[Begin Material supplied]
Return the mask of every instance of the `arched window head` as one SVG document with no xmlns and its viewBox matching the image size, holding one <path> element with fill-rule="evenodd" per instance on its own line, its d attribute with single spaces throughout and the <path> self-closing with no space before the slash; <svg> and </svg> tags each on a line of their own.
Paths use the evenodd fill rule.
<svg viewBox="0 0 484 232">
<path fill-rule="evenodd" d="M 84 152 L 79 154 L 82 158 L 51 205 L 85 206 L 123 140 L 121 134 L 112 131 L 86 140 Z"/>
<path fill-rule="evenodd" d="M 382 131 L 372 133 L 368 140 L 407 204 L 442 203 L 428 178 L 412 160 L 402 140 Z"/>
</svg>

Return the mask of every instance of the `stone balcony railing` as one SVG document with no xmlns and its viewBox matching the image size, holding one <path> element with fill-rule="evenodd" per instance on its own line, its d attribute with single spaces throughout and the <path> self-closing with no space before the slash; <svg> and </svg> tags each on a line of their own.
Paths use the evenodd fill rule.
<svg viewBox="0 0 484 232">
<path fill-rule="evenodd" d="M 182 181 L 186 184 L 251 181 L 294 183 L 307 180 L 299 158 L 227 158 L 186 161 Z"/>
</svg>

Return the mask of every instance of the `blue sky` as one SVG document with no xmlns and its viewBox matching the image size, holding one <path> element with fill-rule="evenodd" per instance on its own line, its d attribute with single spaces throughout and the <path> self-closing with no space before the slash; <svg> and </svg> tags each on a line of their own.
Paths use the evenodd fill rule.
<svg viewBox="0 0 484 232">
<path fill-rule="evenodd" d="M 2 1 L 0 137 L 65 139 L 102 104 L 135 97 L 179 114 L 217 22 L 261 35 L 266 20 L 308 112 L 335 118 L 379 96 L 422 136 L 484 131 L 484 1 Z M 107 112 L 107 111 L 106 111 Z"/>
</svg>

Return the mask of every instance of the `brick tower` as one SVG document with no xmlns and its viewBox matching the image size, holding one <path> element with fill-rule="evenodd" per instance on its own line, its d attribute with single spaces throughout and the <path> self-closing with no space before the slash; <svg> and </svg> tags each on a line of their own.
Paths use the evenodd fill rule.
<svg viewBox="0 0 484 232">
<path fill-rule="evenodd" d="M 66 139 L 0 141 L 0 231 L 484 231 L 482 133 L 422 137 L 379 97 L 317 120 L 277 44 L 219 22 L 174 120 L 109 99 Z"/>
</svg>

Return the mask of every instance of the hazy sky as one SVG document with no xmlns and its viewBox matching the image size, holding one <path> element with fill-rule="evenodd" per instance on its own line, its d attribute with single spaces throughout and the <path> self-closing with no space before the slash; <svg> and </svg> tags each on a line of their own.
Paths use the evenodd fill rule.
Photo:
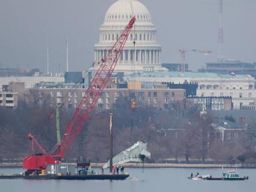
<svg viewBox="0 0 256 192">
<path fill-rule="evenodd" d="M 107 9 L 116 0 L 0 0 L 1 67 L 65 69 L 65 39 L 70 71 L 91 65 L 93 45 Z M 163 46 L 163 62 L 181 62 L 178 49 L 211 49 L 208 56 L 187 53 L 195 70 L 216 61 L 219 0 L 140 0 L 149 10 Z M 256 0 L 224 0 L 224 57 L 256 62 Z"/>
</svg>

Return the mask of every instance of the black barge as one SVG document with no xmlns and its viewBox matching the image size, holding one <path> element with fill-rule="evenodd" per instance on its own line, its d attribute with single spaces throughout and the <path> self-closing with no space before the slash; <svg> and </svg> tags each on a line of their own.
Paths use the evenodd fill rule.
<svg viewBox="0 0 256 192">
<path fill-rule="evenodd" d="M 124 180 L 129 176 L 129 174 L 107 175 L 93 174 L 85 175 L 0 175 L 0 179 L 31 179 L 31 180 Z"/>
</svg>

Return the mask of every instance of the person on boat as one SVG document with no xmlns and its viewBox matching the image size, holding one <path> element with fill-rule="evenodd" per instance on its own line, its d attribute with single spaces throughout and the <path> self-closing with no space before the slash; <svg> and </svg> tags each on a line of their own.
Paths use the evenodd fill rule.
[End Material supplied]
**What is expected:** Rewrite the items from the line containing "Return the mask of every instance of the black" through the end of the items, inclusive, with "black barge" changed to "dark barge" and nothing else altered.

**The reply:**
Return the mask of every instance of the dark barge as one SVG document with no xmlns and its viewBox matching the image size, holding one <path> element with fill-rule="evenodd" per instance on its own line, its d attribute with single spaces throughout and the <path> self-closing with no space before the slash; <svg> and </svg> tags each on a line of their own.
Paths use the evenodd fill rule.
<svg viewBox="0 0 256 192">
<path fill-rule="evenodd" d="M 124 180 L 129 176 L 129 174 L 107 175 L 93 174 L 85 175 L 0 175 L 0 179 L 31 179 L 31 180 Z"/>
</svg>

Return the mask of every instance of the person on boat as one SVG document with no xmlns and its viewBox matching the image size, holding one <path> element with fill-rule="evenodd" per instance on its own line, its d attribute with single spaces throughout and the <path> self-closing with no space before the slash; <svg> and </svg> tags each on a line of their own.
Paths use the evenodd fill rule.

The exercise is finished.